» **What you will do**: Begin at the line below that contains "Mark one point on every instance of the gold". Repeat it and all remaining lines of the records exactly.

» **Provided records**:
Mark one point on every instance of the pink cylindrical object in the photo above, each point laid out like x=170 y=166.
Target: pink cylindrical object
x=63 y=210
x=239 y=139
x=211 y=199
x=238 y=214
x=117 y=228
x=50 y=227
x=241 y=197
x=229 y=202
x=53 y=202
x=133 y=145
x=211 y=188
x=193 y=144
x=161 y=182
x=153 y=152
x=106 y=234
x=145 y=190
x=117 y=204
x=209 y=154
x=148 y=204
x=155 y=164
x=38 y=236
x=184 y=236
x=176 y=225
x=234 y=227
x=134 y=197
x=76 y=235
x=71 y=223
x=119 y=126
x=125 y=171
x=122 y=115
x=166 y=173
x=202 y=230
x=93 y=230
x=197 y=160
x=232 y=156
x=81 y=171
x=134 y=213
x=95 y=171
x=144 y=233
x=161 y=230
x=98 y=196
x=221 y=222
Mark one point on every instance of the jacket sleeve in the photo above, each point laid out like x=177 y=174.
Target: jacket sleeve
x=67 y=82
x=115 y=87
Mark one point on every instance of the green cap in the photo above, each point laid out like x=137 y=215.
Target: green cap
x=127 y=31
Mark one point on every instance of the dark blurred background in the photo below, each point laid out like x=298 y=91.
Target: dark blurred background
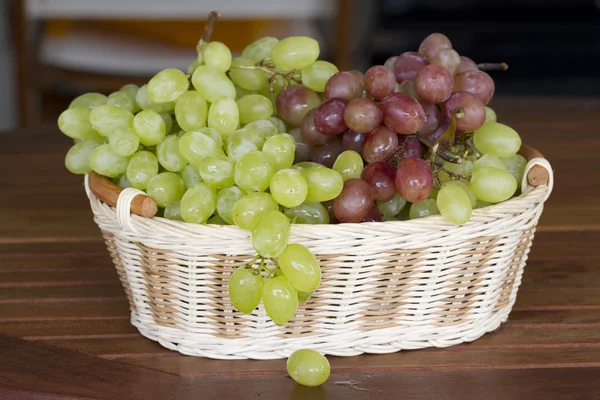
x=53 y=50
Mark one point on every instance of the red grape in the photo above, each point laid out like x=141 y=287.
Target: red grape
x=408 y=65
x=434 y=83
x=294 y=102
x=380 y=82
x=448 y=59
x=432 y=119
x=354 y=202
x=414 y=180
x=345 y=85
x=353 y=141
x=379 y=144
x=310 y=132
x=390 y=63
x=402 y=113
x=434 y=43
x=477 y=83
x=329 y=118
x=466 y=64
x=363 y=115
x=410 y=146
x=381 y=177
x=473 y=108
x=374 y=215
x=327 y=154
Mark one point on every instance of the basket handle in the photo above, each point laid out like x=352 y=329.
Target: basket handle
x=108 y=192
x=538 y=174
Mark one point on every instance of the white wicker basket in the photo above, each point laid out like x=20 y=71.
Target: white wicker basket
x=386 y=286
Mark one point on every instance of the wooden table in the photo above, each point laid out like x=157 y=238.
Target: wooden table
x=66 y=321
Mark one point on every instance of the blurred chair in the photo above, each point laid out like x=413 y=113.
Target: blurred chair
x=103 y=62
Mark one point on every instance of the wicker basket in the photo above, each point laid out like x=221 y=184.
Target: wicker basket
x=386 y=286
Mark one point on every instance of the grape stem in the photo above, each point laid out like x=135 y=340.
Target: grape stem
x=213 y=16
x=493 y=66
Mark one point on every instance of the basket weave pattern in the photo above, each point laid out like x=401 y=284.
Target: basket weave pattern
x=385 y=286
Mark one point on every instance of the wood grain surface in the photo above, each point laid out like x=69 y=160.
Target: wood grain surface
x=64 y=319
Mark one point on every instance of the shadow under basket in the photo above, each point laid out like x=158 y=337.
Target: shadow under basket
x=386 y=286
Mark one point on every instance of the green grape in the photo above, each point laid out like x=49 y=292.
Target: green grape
x=146 y=103
x=288 y=187
x=107 y=118
x=190 y=176
x=256 y=136
x=516 y=166
x=218 y=55
x=191 y=111
x=195 y=146
x=168 y=120
x=497 y=139
x=75 y=123
x=224 y=116
x=464 y=168
x=142 y=167
x=213 y=133
x=492 y=184
x=295 y=52
x=253 y=172
x=280 y=300
x=279 y=150
x=132 y=90
x=212 y=83
x=279 y=124
x=490 y=115
x=105 y=162
x=150 y=127
x=303 y=296
x=423 y=208
x=260 y=49
x=247 y=78
x=310 y=212
x=489 y=160
x=169 y=156
x=307 y=164
x=349 y=164
x=77 y=158
x=216 y=220
x=392 y=207
x=124 y=100
x=192 y=67
x=173 y=211
x=167 y=85
x=226 y=199
x=250 y=206
x=271 y=233
x=217 y=171
x=316 y=75
x=245 y=289
x=466 y=189
x=198 y=203
x=254 y=107
x=323 y=183
x=124 y=182
x=308 y=367
x=124 y=142
x=166 y=188
x=454 y=204
x=481 y=204
x=265 y=126
x=238 y=147
x=300 y=267
x=88 y=100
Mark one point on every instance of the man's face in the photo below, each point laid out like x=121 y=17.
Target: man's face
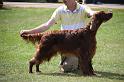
x=67 y=2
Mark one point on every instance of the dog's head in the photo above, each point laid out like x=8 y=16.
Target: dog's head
x=100 y=17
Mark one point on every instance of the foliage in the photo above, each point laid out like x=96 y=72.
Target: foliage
x=15 y=53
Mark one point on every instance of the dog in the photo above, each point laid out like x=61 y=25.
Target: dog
x=80 y=43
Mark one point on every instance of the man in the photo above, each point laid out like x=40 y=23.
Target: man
x=71 y=15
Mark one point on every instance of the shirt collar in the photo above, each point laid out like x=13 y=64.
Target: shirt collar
x=77 y=8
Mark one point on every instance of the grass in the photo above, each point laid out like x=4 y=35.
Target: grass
x=15 y=53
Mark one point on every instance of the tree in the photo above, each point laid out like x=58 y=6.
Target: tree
x=1 y=3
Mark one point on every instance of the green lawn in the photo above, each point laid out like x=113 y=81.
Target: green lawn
x=15 y=53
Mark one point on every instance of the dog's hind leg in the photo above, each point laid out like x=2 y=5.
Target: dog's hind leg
x=31 y=63
x=85 y=64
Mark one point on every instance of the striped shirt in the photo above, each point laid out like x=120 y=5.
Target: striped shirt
x=71 y=20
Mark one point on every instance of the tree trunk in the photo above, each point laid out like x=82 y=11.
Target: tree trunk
x=1 y=3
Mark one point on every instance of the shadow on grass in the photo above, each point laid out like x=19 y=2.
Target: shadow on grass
x=109 y=75
x=61 y=74
x=99 y=74
x=5 y=8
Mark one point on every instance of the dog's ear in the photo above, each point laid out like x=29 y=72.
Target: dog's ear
x=93 y=26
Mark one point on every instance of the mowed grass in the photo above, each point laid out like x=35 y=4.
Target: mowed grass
x=15 y=53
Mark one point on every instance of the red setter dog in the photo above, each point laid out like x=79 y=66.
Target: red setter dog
x=80 y=43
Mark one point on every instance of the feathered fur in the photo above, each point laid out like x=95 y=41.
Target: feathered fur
x=80 y=43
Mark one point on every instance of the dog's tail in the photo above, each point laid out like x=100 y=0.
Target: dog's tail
x=33 y=38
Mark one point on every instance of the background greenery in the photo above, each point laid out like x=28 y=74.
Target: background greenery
x=15 y=53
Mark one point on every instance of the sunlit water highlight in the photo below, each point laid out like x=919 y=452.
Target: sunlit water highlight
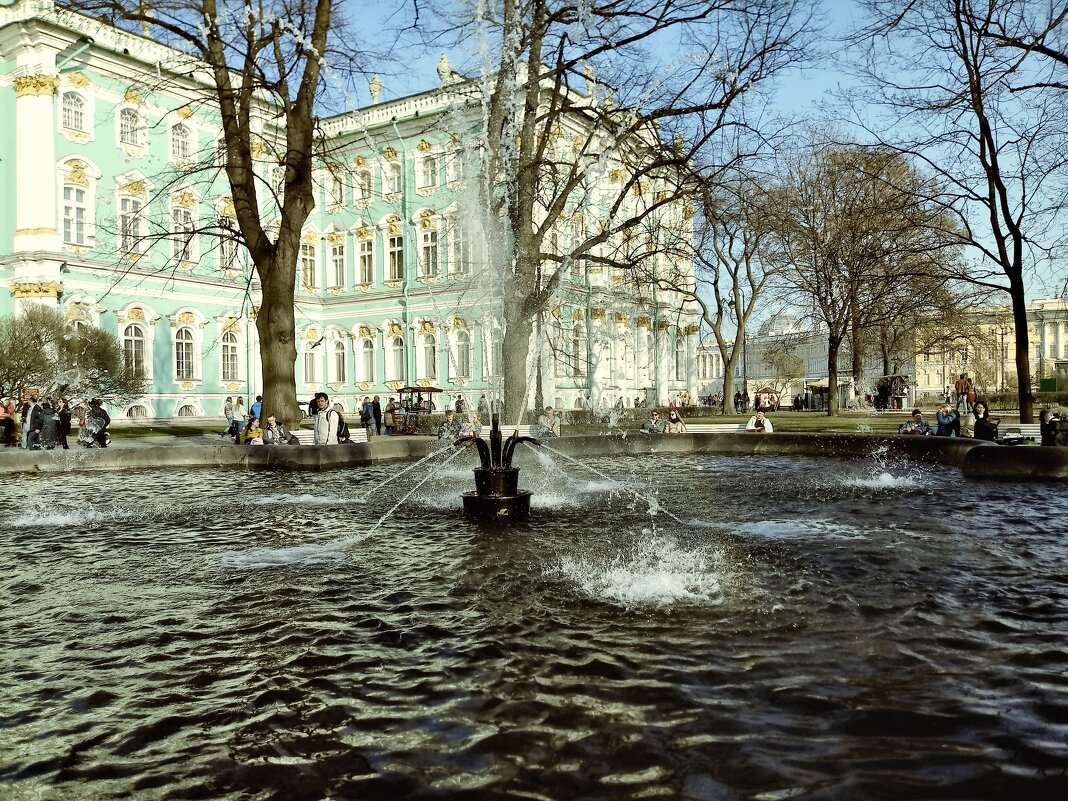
x=661 y=627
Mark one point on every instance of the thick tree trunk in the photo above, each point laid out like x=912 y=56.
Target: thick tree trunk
x=278 y=349
x=833 y=345
x=515 y=350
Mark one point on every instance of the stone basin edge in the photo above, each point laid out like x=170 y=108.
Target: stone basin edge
x=975 y=458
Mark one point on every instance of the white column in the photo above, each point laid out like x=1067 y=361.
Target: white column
x=35 y=217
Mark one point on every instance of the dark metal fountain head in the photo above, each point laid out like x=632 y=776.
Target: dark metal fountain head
x=497 y=495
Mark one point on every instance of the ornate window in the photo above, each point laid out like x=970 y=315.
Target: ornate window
x=340 y=372
x=396 y=363
x=392 y=179
x=366 y=361
x=230 y=351
x=428 y=172
x=311 y=363
x=366 y=261
x=182 y=142
x=362 y=187
x=462 y=355
x=75 y=215
x=130 y=228
x=134 y=349
x=395 y=246
x=429 y=360
x=308 y=258
x=74 y=111
x=184 y=362
x=428 y=253
x=183 y=234
x=129 y=127
x=578 y=350
x=338 y=264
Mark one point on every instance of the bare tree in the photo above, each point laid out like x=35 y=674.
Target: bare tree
x=862 y=242
x=585 y=114
x=947 y=71
x=260 y=68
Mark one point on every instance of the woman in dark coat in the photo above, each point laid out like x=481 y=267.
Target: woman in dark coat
x=986 y=426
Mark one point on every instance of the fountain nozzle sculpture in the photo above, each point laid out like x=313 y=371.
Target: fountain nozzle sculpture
x=497 y=493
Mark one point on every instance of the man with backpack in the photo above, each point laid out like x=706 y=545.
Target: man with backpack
x=327 y=421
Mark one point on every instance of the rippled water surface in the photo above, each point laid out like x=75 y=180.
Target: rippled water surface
x=661 y=628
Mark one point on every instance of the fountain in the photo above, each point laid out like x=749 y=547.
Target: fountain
x=497 y=492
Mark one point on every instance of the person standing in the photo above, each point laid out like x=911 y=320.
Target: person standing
x=389 y=417
x=31 y=423
x=376 y=412
x=326 y=421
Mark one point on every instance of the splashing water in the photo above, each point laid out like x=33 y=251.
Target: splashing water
x=655 y=571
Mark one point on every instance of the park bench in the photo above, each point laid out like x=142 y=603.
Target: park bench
x=1019 y=433
x=307 y=436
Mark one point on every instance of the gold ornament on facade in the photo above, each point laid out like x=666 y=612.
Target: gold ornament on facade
x=35 y=85
x=35 y=288
x=76 y=173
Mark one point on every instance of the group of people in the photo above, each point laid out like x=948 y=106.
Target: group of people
x=947 y=421
x=46 y=424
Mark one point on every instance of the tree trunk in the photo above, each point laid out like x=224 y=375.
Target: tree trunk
x=515 y=349
x=278 y=349
x=833 y=345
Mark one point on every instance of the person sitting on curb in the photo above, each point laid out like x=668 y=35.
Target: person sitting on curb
x=277 y=434
x=759 y=424
x=948 y=422
x=916 y=426
x=548 y=424
x=654 y=424
x=675 y=424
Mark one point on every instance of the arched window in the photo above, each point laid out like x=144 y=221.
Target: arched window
x=428 y=172
x=74 y=111
x=130 y=219
x=311 y=364
x=340 y=363
x=363 y=185
x=366 y=261
x=396 y=371
x=230 y=357
x=184 y=364
x=578 y=350
x=129 y=127
x=462 y=355
x=308 y=266
x=182 y=143
x=429 y=357
x=392 y=178
x=396 y=256
x=367 y=361
x=183 y=234
x=75 y=215
x=134 y=349
x=428 y=255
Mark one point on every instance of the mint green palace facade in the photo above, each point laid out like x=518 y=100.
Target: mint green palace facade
x=113 y=209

» **Finished task**:
Mark one point on every instance of the gold ornament on facade in the photo above, each point laid out like x=666 y=612.
Target: gold ornament on facade
x=35 y=85
x=35 y=288
x=76 y=173
Mark one point on every instance of the group of people in the photo above, each point laid out like x=948 y=106.
Target: group of people
x=947 y=421
x=46 y=424
Mark one point on every instance of the tree trunk in the photo above, each point laid out like x=224 y=375.
Target: tree trunk
x=515 y=349
x=278 y=349
x=833 y=345
Mark one point on every instance of the person sitting on curb in the photo above, each point laid out like x=668 y=35.
Target: person sitting on curb
x=277 y=434
x=759 y=424
x=948 y=422
x=916 y=426
x=548 y=424
x=654 y=424
x=675 y=424
Mark one point on every instance of the arched window in the photo above, each point laid out like x=144 y=221.
Target: arched window
x=428 y=172
x=74 y=111
x=130 y=219
x=311 y=364
x=340 y=363
x=363 y=185
x=366 y=261
x=396 y=371
x=230 y=357
x=184 y=364
x=578 y=350
x=129 y=127
x=462 y=355
x=308 y=266
x=182 y=143
x=429 y=357
x=392 y=178
x=396 y=256
x=367 y=361
x=183 y=234
x=75 y=215
x=134 y=349
x=428 y=255
Mark one point on every instance of the mint green palace facade in the photo above, each point laid out like x=518 y=100.
Target: mint green palace facade
x=113 y=209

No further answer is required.